Excerpt provided:
------------------------------------------------

All the best films from the New York and London film festivals
Our cinema programmers pick the best movies from the roster
Wednesday 19 October 2022 By Jo Addy
The past few weeks have been busy in the world of cinema. With the New York and London film festivals in full swing, our programmers from North America and the UK attended both events, and they’re here to share the movies they loved. Check out all upcoming screenings across the Houses here.
New York Film Festival: Lisa Ogdie, North America Cinema Programmer
She Said, directed by Maria Schrader
Based on the novel of the same name, She Said depicts the investigation led by Megan Twohey and Jodi Kantor that broke the Harvey Weinstein scandal and revealed the allegations of sexual assault and harassment he had evaded for decades. Both Carey Mulligan and Zoe Kazan are exceptional, as are the supporting actresses who appear as those who became sources, including the always phenomenal Samantha Morton. Written by Rebecca Lenkiewicz and director Maria Schrader, the film covers a lot of ground, hitting all the important beats of a journalistic procedural drama while still managing to elevate the genre.
Corsage, directed by Marie Kreutzer
Austria’s official entry for the Oscars Best International Feature category, Corsage reimagines the life of Empress Elisabeth of Austria. Reminiscent of Pablo Larraín’s Spencer and Sofia Coppola’s Marie Antoinette, Marie Kreutzer’s beautifully directed film takes a liberal license with historical events. She frames each scene with a witty subversion of the usual tropes, and the ethereal Vicky Krieps as the Empress delivers a fierce performance that is enrapturing.
The Inspection, directed by Elegance Bratton
Director Elegance Bratton crafts an emotional and moving portrait with his deeply personal feature, The Inspection. With a supporting cast of Gabrielle Union, Bokeem Woodbine and Raúl Castillo, the film follows Ellis, a young man whose mother has rejected him. Left with few options, he decides to join the military in an effort to connect with her and also prove something to himself. Jeremy Pope’s portrayal of Ellis is truly fantastic, and both he and Bratton are talents to watch.
All That Breathes, directed by Shaunak Sen
In the documentary All That Breathes, we meet two brothers who have dedicated their lives to the rescue of birds of prey in India. Their passion for these animals is evident, and as the audience follows their work a larger question presents itself. What is the impact of living in a modern polluted country? Winning the Grand Jury Prize for World Cinema at Sundance and the L’OEil d’or for Best Documentary at Cannes, Shaunak Sen’s film is a small, yet mighty delight.

------------------------------------------------

Data shown:
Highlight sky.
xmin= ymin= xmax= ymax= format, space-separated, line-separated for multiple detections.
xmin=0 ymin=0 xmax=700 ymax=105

------------------------------------------------

Requests:
- A) In the festival picks article, who plays the Empress in Corsage?
- B) Please reproduce the festival picks article word for word, everything from "All That Breathes, directed" down to "yet mighty delight.".

Task results:
- A) Vicky Krieps.

- B)
All That Breathes, directed by Shaunak Sen
In the documentary All That Breathes, we meet two brothers who have dedicated their lives to the rescue of birds of prey in India. Their passion for these animals is evident, and as the audience follows their work a larger question presents itself. What is the impact of living in a modern polluted country? Winning the Grand Jury Prize for World Cinema at Sundance and the L’OEil d’or for Best Documentary at Cannes, Shaunak Sen’s film is a small, yet mighty delight.